(RECORDS PROVIDED begins)

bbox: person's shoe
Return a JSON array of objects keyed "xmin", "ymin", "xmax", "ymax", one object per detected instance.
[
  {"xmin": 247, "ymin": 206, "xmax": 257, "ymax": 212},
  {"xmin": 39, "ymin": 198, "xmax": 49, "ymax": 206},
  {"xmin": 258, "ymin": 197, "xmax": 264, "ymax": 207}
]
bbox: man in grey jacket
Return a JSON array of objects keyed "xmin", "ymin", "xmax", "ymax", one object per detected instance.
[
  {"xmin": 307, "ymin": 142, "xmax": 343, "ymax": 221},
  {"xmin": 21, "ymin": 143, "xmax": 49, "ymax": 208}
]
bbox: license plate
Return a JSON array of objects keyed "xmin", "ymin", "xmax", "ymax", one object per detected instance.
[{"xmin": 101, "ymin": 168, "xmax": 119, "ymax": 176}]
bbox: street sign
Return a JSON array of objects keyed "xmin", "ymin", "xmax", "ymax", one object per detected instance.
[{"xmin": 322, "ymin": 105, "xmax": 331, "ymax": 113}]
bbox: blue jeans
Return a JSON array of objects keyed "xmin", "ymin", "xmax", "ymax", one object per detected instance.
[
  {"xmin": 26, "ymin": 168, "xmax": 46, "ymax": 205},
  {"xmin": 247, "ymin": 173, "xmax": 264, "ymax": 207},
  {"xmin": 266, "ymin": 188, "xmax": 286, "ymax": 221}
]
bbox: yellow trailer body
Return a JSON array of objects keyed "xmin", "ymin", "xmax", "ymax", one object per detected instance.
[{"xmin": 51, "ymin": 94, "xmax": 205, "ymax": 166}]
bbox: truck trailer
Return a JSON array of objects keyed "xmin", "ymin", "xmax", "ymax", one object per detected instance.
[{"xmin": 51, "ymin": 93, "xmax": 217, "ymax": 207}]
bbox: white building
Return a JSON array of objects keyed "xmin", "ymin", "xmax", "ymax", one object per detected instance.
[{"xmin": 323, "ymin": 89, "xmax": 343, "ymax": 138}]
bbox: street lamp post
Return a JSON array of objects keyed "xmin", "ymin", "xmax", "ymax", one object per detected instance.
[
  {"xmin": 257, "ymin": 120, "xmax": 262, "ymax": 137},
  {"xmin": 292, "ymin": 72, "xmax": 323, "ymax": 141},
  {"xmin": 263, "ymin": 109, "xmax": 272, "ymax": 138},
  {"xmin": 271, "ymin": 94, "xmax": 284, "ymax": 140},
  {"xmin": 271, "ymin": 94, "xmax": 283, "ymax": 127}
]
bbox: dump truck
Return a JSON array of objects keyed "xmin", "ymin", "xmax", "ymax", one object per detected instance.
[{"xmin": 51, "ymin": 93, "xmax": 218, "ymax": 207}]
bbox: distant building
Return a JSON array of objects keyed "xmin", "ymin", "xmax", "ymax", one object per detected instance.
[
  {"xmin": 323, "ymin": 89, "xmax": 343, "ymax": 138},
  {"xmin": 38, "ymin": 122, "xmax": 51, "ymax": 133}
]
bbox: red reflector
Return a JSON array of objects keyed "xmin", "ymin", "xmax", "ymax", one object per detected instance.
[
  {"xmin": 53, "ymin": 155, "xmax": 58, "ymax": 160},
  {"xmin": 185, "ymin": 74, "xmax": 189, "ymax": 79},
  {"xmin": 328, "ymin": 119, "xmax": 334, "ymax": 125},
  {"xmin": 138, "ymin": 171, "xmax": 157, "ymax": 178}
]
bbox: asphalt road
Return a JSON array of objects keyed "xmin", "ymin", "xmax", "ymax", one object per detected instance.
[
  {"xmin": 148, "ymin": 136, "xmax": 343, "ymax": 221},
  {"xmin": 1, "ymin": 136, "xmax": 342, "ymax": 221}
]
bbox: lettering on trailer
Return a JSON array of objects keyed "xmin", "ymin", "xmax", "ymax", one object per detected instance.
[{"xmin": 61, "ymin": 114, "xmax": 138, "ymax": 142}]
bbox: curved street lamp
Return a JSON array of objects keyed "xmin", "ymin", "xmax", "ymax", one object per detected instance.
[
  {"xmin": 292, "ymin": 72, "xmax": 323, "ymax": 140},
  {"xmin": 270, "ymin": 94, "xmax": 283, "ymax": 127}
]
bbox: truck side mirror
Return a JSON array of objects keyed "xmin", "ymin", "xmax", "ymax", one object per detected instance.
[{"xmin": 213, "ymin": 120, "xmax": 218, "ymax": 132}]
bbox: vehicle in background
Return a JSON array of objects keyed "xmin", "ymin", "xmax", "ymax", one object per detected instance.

(RECORDS PROVIDED ends)

> _EXERCISE AIM_:
Every entry above should be transcribed exactly as it appears.

> _TASK RESULT_:
bbox: person's shoe
Return a JSON array of objects keyed "xmin", "ymin", "xmax", "ymax", one object per detected instance.
[
  {"xmin": 247, "ymin": 206, "xmax": 257, "ymax": 212},
  {"xmin": 39, "ymin": 198, "xmax": 49, "ymax": 206},
  {"xmin": 258, "ymin": 197, "xmax": 264, "ymax": 207}
]
bbox: man in grey jacket
Return a JSON array of objects keyed "xmin", "ymin", "xmax", "ymax", one object per detected instance.
[
  {"xmin": 307, "ymin": 142, "xmax": 343, "ymax": 221},
  {"xmin": 21, "ymin": 143, "xmax": 49, "ymax": 208}
]
bbox: license plate
Return a JSON array of objects keyed "xmin", "ymin", "xmax", "ymax", one object per detected instance.
[{"xmin": 101, "ymin": 168, "xmax": 119, "ymax": 176}]
bbox: street sign
Return a JSON array of objects keyed "xmin", "ymin", "xmax", "ymax", one object per detected instance.
[{"xmin": 322, "ymin": 105, "xmax": 331, "ymax": 113}]
bbox: blue jeans
Return a JSON array of objects keyed "xmin", "ymin", "xmax", "ymax", one object per detected instance.
[
  {"xmin": 26, "ymin": 168, "xmax": 46, "ymax": 205},
  {"xmin": 247, "ymin": 173, "xmax": 264, "ymax": 207},
  {"xmin": 266, "ymin": 188, "xmax": 286, "ymax": 221}
]
bbox: yellow trailer body
Return a JSON array of objects keyed "xmin", "ymin", "xmax", "ymax", one object per detected instance.
[{"xmin": 51, "ymin": 94, "xmax": 205, "ymax": 166}]
bbox: truck trailer
Return a JSON array of objects keyed "xmin", "ymin", "xmax", "ymax", one object per detected instance.
[{"xmin": 51, "ymin": 93, "xmax": 217, "ymax": 207}]
bbox: white building
Return a JSON array of objects keyed "xmin", "ymin", "xmax", "ymax", one object per detected instance.
[{"xmin": 323, "ymin": 89, "xmax": 343, "ymax": 138}]
bbox: street lamp post
Return a JSON array of objects keyed "xmin", "ymin", "xmax", "ymax", one object per detected instance.
[
  {"xmin": 257, "ymin": 120, "xmax": 262, "ymax": 137},
  {"xmin": 292, "ymin": 72, "xmax": 323, "ymax": 141},
  {"xmin": 263, "ymin": 109, "xmax": 272, "ymax": 138},
  {"xmin": 271, "ymin": 94, "xmax": 284, "ymax": 140},
  {"xmin": 271, "ymin": 94, "xmax": 283, "ymax": 127}
]
bbox: dump truck
Return a JSON array of objects keyed "xmin", "ymin", "xmax", "ymax", one object per detected instance.
[{"xmin": 51, "ymin": 93, "xmax": 218, "ymax": 207}]
bbox: distant building
Return a JSON array of objects keyed "xmin", "ymin", "xmax", "ymax", one object per detected instance.
[
  {"xmin": 323, "ymin": 89, "xmax": 343, "ymax": 138},
  {"xmin": 38, "ymin": 122, "xmax": 51, "ymax": 133}
]
bbox: red reflector
Return a JSON array of objects keyed "xmin", "ymin", "xmax", "ymax", one object per detected instance.
[
  {"xmin": 53, "ymin": 155, "xmax": 58, "ymax": 160},
  {"xmin": 185, "ymin": 74, "xmax": 189, "ymax": 79},
  {"xmin": 328, "ymin": 119, "xmax": 334, "ymax": 125},
  {"xmin": 138, "ymin": 171, "xmax": 157, "ymax": 178}
]
bbox: asphalt road
Return a JSON array of objects keyed "xmin", "ymin", "xmax", "ymax", one object per detected instance.
[
  {"xmin": 148, "ymin": 136, "xmax": 343, "ymax": 221},
  {"xmin": 1, "ymin": 136, "xmax": 342, "ymax": 221}
]
bbox: lettering on trailer
Return a JSON array of objects keyed "xmin", "ymin", "xmax", "ymax", one object per detected instance.
[{"xmin": 61, "ymin": 114, "xmax": 138, "ymax": 142}]
bbox: curved street lamp
Return a JSON array of objects keyed "xmin", "ymin", "xmax", "ymax", one object per detected instance.
[
  {"xmin": 292, "ymin": 72, "xmax": 323, "ymax": 140},
  {"xmin": 270, "ymin": 94, "xmax": 283, "ymax": 127}
]
bbox: truck side mirror
Return a JSON array of objects keyed "xmin", "ymin", "xmax", "ymax", one object per detected instance.
[{"xmin": 213, "ymin": 120, "xmax": 218, "ymax": 132}]
bbox: vehicle in background
Return a JSON array of objects keyed "xmin", "ymin", "xmax", "ymax", one object per detected instance.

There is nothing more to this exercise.